Data entries
--------

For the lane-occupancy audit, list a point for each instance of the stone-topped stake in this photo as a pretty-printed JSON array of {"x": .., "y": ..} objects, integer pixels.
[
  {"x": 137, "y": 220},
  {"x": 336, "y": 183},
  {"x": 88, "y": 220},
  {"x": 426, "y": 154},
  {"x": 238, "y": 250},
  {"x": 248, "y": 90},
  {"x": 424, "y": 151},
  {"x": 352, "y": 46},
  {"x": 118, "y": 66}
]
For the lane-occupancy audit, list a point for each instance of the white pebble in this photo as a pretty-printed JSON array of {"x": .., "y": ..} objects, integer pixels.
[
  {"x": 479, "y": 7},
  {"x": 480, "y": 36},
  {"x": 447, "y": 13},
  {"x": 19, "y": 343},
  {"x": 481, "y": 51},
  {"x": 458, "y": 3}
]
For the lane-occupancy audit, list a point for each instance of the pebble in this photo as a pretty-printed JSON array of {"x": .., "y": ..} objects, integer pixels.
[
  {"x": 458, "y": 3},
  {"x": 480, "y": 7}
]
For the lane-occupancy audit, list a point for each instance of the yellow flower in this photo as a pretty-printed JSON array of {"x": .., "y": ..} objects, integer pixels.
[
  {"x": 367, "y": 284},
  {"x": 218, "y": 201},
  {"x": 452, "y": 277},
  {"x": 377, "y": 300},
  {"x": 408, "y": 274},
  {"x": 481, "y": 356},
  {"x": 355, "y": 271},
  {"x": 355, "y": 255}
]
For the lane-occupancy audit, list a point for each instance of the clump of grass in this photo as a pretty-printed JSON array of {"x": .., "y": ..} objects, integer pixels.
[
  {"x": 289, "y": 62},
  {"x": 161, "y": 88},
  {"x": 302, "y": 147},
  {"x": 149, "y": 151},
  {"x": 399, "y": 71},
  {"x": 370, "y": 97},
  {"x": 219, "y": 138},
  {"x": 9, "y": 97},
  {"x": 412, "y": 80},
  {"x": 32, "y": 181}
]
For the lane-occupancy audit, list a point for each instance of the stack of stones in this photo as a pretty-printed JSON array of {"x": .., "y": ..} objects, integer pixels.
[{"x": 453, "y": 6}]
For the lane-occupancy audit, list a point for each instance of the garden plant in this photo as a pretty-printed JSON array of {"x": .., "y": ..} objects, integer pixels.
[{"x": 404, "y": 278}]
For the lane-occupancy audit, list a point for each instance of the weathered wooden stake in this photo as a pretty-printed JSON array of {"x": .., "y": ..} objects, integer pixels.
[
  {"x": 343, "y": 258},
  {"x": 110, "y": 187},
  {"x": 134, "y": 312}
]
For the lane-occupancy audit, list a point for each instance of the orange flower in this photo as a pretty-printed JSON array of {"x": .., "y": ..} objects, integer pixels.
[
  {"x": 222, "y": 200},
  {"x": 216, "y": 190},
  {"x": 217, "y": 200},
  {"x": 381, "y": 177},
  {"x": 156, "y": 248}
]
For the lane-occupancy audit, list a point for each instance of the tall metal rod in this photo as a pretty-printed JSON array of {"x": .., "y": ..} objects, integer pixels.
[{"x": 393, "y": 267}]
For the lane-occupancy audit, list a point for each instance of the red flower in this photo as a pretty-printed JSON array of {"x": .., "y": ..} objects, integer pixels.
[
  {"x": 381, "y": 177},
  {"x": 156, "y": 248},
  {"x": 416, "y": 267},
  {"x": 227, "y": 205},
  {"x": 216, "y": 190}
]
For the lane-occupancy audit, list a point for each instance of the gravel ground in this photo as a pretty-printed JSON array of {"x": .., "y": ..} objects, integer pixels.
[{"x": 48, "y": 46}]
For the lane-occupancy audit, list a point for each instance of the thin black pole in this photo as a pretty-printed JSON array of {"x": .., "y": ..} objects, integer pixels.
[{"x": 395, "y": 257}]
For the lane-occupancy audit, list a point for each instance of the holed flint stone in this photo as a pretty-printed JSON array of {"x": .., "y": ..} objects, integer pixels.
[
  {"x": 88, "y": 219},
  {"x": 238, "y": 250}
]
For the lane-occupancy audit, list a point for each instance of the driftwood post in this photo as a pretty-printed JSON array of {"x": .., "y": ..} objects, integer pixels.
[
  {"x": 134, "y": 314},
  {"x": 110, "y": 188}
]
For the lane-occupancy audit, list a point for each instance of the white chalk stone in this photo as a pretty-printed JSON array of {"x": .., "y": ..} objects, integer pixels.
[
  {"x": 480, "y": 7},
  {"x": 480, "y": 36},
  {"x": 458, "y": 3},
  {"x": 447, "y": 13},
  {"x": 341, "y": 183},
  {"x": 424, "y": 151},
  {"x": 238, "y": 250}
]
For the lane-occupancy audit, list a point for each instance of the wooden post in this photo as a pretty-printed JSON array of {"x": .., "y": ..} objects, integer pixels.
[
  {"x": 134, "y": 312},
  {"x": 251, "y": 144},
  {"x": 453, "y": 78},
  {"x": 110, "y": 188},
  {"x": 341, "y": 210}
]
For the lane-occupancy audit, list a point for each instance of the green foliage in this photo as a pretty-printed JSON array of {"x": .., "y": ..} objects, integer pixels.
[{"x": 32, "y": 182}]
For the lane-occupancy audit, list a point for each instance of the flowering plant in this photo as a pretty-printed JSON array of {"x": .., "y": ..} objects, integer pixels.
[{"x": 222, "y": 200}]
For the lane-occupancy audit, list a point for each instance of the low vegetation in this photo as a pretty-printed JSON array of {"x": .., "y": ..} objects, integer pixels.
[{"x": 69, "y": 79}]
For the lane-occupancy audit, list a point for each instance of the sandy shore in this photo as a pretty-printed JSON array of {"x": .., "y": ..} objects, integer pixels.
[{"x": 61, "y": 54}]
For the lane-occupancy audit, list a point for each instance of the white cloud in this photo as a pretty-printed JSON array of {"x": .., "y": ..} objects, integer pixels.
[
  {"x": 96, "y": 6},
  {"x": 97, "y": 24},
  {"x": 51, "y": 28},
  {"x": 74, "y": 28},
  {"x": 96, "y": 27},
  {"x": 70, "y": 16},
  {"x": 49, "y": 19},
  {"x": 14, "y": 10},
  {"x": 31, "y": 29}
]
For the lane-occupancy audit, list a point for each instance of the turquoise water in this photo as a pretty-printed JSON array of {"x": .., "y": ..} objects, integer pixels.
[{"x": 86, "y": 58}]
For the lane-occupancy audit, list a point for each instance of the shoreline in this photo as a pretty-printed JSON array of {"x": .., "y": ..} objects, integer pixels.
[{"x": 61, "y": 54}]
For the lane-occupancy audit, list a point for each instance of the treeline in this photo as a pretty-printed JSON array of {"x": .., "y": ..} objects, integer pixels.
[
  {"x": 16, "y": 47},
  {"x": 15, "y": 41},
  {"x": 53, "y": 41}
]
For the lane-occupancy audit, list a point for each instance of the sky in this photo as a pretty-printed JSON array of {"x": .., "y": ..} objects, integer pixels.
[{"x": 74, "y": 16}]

--------

Task objective: Return every line of the material exactly.

Written response:
For the lane-occupancy audit, list a point for each instance of the stone-topped stake in this photo as a pretty-printed JSON array of {"x": .., "y": ..} objects, integer pixels.
[
  {"x": 137, "y": 220},
  {"x": 336, "y": 183},
  {"x": 88, "y": 220},
  {"x": 426, "y": 154},
  {"x": 238, "y": 250},
  {"x": 248, "y": 90},
  {"x": 424, "y": 151},
  {"x": 352, "y": 46},
  {"x": 118, "y": 66}
]
For the lane-occupancy audit, list a point for each instance of the white pebble in this photo as a pretty-printed JSON array of {"x": .., "y": ..} objects, integer pixels.
[
  {"x": 479, "y": 7},
  {"x": 480, "y": 36},
  {"x": 447, "y": 13},
  {"x": 19, "y": 343},
  {"x": 481, "y": 51},
  {"x": 458, "y": 3}
]
For the lane-occupancy audit, list a point for each instance of the pebble in this photo as a pretty-printed JSON array of {"x": .., "y": ..} objects, integer pixels.
[
  {"x": 458, "y": 3},
  {"x": 480, "y": 7}
]
For the lane-occupancy audit, list a point for each instance of the yellow flower in this photo as a pretty-printed JSON array of {"x": .., "y": ..} objects, integer pixels.
[
  {"x": 367, "y": 284},
  {"x": 218, "y": 201},
  {"x": 452, "y": 277},
  {"x": 377, "y": 300},
  {"x": 408, "y": 274},
  {"x": 481, "y": 356},
  {"x": 355, "y": 271},
  {"x": 355, "y": 255}
]
For the lane-occupancy audit, list a point for each instance of the clump of grass in this photo as a pretty-printed JSON array of {"x": .., "y": ..} objects, integer pixels.
[
  {"x": 289, "y": 62},
  {"x": 161, "y": 88},
  {"x": 302, "y": 147},
  {"x": 149, "y": 151},
  {"x": 399, "y": 71},
  {"x": 370, "y": 97},
  {"x": 219, "y": 138},
  {"x": 9, "y": 97},
  {"x": 412, "y": 80},
  {"x": 32, "y": 181}
]
For the lane-occupancy audit, list a point for each instance of the stack of stones in this photo as a pretty-printed JSON array of {"x": .., "y": ..} objects, integer pixels.
[{"x": 453, "y": 6}]
For the lane-occupancy audit, list a point for each instance of the garden plant in this photo as a pretty-printed JSON array of {"x": .., "y": ..} objects, integer pixels.
[{"x": 404, "y": 278}]
For the lane-occupancy audit, list a point for each instance of the weathered wooden stake in this photo as a pretty-printed JSON array of {"x": .., "y": ..} objects, integer pixels.
[
  {"x": 343, "y": 258},
  {"x": 110, "y": 187},
  {"x": 134, "y": 312}
]
For the lane-occupancy audit, list a point for each instance of the orange flower in this photo as a pretty-printed JSON array of {"x": .., "y": ..} objects, integer pixels.
[
  {"x": 222, "y": 200},
  {"x": 216, "y": 190},
  {"x": 217, "y": 200},
  {"x": 381, "y": 177},
  {"x": 156, "y": 248}
]
For the lane-occupancy audit, list a point for each instance of the tall metal rod in this photo as a pretty-printed JSON array of {"x": .., "y": ..} objects, integer pixels.
[{"x": 393, "y": 267}]
For the lane-occupancy audit, list a point for each instance of the red flower in this photo as a pretty-printed JSON array of {"x": .., "y": ..} objects, integer pixels.
[
  {"x": 381, "y": 177},
  {"x": 156, "y": 248},
  {"x": 416, "y": 267},
  {"x": 227, "y": 205},
  {"x": 216, "y": 190}
]
For the lane-occupancy audit, list a point for each instance of the gravel ground in this photo as a pretty-printed JSON array of {"x": .., "y": ..} objects, integer pixels.
[{"x": 48, "y": 46}]
For the lane-occupancy audit, list a point for each instance of the thin black pole in this photo as a pretty-printed JSON array of {"x": .., "y": ..} objects, integer pixels.
[{"x": 395, "y": 257}]
For the lane-occupancy audit, list a point for each instance of the holed flint stone in this photo as a pretty-printed JSON array of {"x": .., "y": ..} objects, integer pixels.
[
  {"x": 88, "y": 219},
  {"x": 238, "y": 250}
]
For the lane-occupancy audit, list a point for each instance of the driftwood post in this photo as a pretty-printed JSON array of {"x": .., "y": ..} objects, integer pixels.
[
  {"x": 134, "y": 314},
  {"x": 110, "y": 188}
]
For the lane-occupancy audit, list a point for each instance of the white chalk stone in this photo as a pretty-printed JSON array of {"x": .., "y": ..} objects, integer pixels.
[
  {"x": 480, "y": 7},
  {"x": 480, "y": 36},
  {"x": 458, "y": 3},
  {"x": 447, "y": 13},
  {"x": 341, "y": 183},
  {"x": 424, "y": 151},
  {"x": 238, "y": 250}
]
For the lane-occupancy audit, list a point for each instance of the wooden post in this photo as a pretty-printed JSON array of {"x": .., "y": ..} objects, integer pixels.
[
  {"x": 134, "y": 312},
  {"x": 251, "y": 144},
  {"x": 453, "y": 78},
  {"x": 110, "y": 188},
  {"x": 341, "y": 210}
]
For the lane-occupancy audit, list a point for each instance of the green foliage in this photo as a pretty-printed JSON array of {"x": .., "y": ..} objects, integer pixels.
[{"x": 32, "y": 182}]
For the lane-occupancy audit, list a point for each instance of the flowering plant in this photo as a pretty-printed JSON array of {"x": .., "y": ..} objects, integer pixels.
[{"x": 222, "y": 200}]
For the lane-occupancy audit, list a point for each instance of the low vegetation in this photo as a pretty-printed JSON array of {"x": .., "y": ..} objects, integer pixels.
[{"x": 69, "y": 79}]
For the lane-occupancy audit, list a point for each instance of the sandy shore in this photo as a pretty-printed JSON array of {"x": .., "y": ..} objects, integer pixels.
[{"x": 61, "y": 54}]
For the lane-occupancy audit, list a point for each instance of the white cloud in this photo as a pretty-printed JSON array of {"x": .., "y": ..} objects, integer pixels.
[
  {"x": 96, "y": 6},
  {"x": 97, "y": 24},
  {"x": 51, "y": 28},
  {"x": 74, "y": 28},
  {"x": 96, "y": 27},
  {"x": 70, "y": 16},
  {"x": 49, "y": 19},
  {"x": 14, "y": 10},
  {"x": 31, "y": 29}
]
For the lane-occupancy audit, list a point for each instance of the turquoise water in this photo as a pretty-printed JSON array of {"x": .., "y": ..} objects, integer pixels.
[{"x": 86, "y": 58}]
For the lane-occupancy audit, list a point for each instance of the shoreline in this photo as a pretty-printed JSON array of {"x": .., "y": ..} objects, integer pixels.
[{"x": 61, "y": 54}]
For the lane-occupancy audit, list a point for each instance of the treeline in this photo as a pretty-printed JSON array of {"x": .., "y": ..} objects, integer pixels.
[
  {"x": 16, "y": 47},
  {"x": 15, "y": 41},
  {"x": 53, "y": 41}
]
For the lane-occupancy audit, list a point for each instance of the sky in this photo as a pretty-printed JSON array of {"x": .., "y": ..} objects, integer pixels.
[{"x": 74, "y": 16}]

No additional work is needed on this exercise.